▶ _Supplied text_:

──────

What I try to do in the book is show how, while we have new technologies today that are helping to advance social change, we can learn the lessons from successful social movements in the past that have also had new technologies at their disposal and used them effectively to advance social change in these social innovation moments. I argue that we are in such a moment today, so these lessons from past moments can help inform what we do with these new technologies.
What is the "social change matrix" and why is it important for organizers to understand?
I think the lessons we can learn from these past social movements are incredibly useful in today’s social-media-fueled environment. My dive into the successful social movements that emerged at times when there was an advance in the ability to communicate showed that these movements often did three things well, and these three things are what I call the social change matrix.
First, they harnessed the new communications technology available to them.
Second, they created what are sometimes called “trans-local” networks: organizations that are made up of local, grassroots chapters or groups that are connected to a larger organization, often spanning the nation. The local, chapter-based model was critical to many successful social movements because it enabled face-to-face communication between local members that strengthened the trust between them. This trust is always critical in social movements because you cannot work together with people you don’t trust.
Third, they advanced a positive and inclusive message that sought to galvanize support and build coalitions across difference. In the contemporary era, think of the #MeToo movement, the coalition that won marriage equality, the Fed Up effort launched by the Center for Popular Democracy, or the Moral Mondays campaign. These efforts have drawn in people from diverse backgrounds and focused on shared humanity and shared destiny. In addition, those coalitions did not consist of people or organizations that agreed on everything and saw the world completely the same. Rather, such coalitions often came together around shared interests, even self-interest, but self-interest “well understood,” as Alexis de Tocqueville, that keen observer of life in the United States in the first half of the 19th century, called it.
One example of this blending of interests, what the late Derrick Bell called “interest convergence,” was the civil rights movement, which shared the goal of dismantling the Jim Crow system with some white elites, who saw that system as harming America’s reputation at the height of the Cold War. I think examples like these, where groups were able to form coalitions in light of the shared interests of the respective members of the group are instructive today.
In the book, I describe an effort by UNITE HERE to raise the minimum wage for hotel workers in Long Beach, CA. There, the workers aligned with small business owners and local homeowners who all wanted to see local workers earning more — and spending more locally — as a way to bolster local businesses. I am sure the workers and these other groups did not see eye-to-eye on everything, yet they formed a coalition and were able to win a ballot referendum that passed by such a margin that it had organizers lamenting the fact they did not ask for higher wages through that measure!
You write that the most successful social movements have been able to adapt to and mobilize the latest technologies — and that these technologies have shaped the contours of the movements. Can you give an example of an historical movement that adapted particularly well to the technologies at its disposal?
Most social movements, prior to, say, the late 1960s, organized themselves in a very similar fashion. They were formed into these trans-local networks I described earlier. This structure mimicked the U.S. postal system in a lot of ways, and there was a reason for that. Many of the great movements of the 19th century literally tracked the emergence of the post office. When a new post office was approved in a new population center, local chapters would emerge in that same area, partly because interested advocates could now communicate with leaders in other communities through the mail to get pointers on how to start a local chapter. So, we can trace the growth and structure of many of these movements to the growth and structure of the postal system.

──────

Location annotation dataset records
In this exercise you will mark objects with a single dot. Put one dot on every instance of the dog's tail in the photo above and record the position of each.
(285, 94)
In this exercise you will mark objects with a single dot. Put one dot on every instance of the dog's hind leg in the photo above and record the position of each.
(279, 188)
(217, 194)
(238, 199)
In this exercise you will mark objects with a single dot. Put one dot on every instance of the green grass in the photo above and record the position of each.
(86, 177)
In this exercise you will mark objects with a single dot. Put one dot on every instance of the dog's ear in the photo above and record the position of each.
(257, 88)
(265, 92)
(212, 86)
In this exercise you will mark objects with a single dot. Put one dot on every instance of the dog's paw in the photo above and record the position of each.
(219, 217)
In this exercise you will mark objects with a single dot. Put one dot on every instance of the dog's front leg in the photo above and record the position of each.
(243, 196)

──────

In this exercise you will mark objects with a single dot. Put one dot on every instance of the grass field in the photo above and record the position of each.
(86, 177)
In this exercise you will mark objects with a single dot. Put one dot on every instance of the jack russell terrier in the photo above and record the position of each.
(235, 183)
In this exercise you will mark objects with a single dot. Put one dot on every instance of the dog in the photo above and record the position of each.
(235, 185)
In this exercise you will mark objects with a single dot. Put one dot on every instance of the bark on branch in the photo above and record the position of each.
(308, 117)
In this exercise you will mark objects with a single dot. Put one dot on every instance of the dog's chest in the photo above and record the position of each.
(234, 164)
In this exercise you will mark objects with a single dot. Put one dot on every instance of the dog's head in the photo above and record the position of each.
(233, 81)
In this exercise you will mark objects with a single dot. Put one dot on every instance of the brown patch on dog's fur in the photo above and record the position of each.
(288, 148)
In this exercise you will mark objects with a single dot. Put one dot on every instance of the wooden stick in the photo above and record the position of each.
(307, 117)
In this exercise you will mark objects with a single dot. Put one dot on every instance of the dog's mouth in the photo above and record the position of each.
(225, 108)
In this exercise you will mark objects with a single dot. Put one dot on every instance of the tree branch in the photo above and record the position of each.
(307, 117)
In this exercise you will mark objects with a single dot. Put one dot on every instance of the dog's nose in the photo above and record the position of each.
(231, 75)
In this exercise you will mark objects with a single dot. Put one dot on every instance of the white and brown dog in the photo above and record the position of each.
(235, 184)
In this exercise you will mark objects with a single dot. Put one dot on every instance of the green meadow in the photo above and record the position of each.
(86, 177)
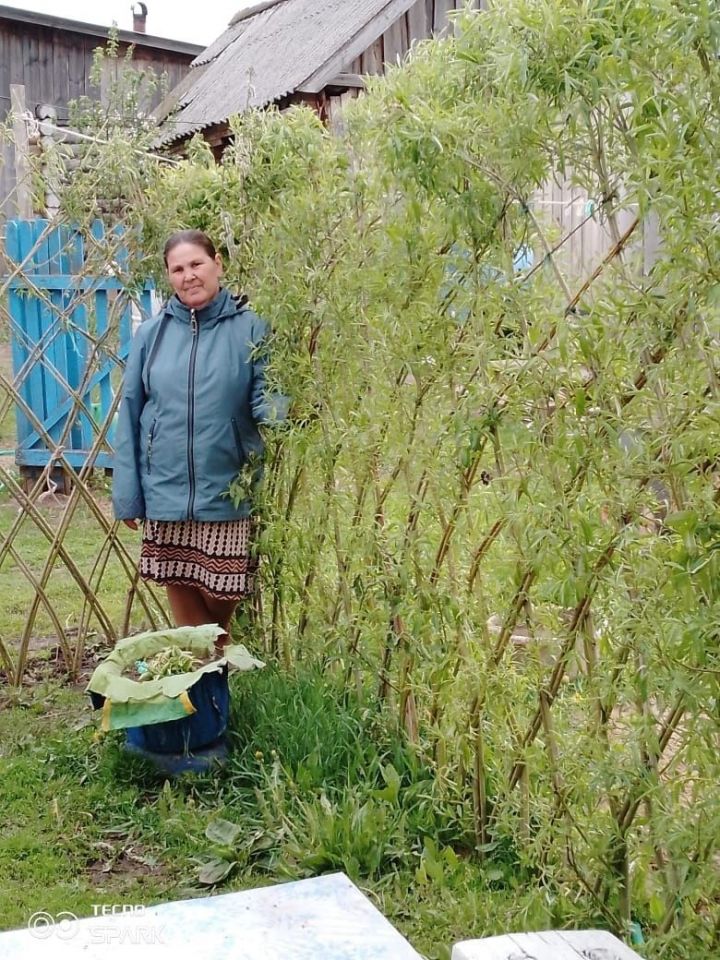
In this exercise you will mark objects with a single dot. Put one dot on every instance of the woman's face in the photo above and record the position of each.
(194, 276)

──────

▶ _Written tasks_:
1 – Set down the part of the interview excerpt that opens with the words containing "I think the" and closes with "social change matrix.", without changing anything.
2 – Summarize the interview excerpt in two sentences.
The records are separate material with no connection to the interview excerpt.

▶ _Answers to the exercises_:
1 –
I think the lessons we can learn from these past social movements are incredibly useful in today’s social-media-fueled environment. My dive into the successful social movements that emerged at times when there was an advance in the ability to communicate showed that these movements often did three things well, and these three things are what I call the social change matrix.

2 – The speaker argues that past social movements that made effective use of new communication technologies offer lessons for today, and that such movements did three things well: they harnessed new technology, built trans-local networks of local chapters tied to a larger organization, and advanced a positive, inclusive message that formed coalitions around shared interests. Examples include the civil rights movement and a Long Beach hotel workers' minimum wage campaign, and many 19th-century movements grew alongside the postal system, with local chapters emerging where new post offices opened.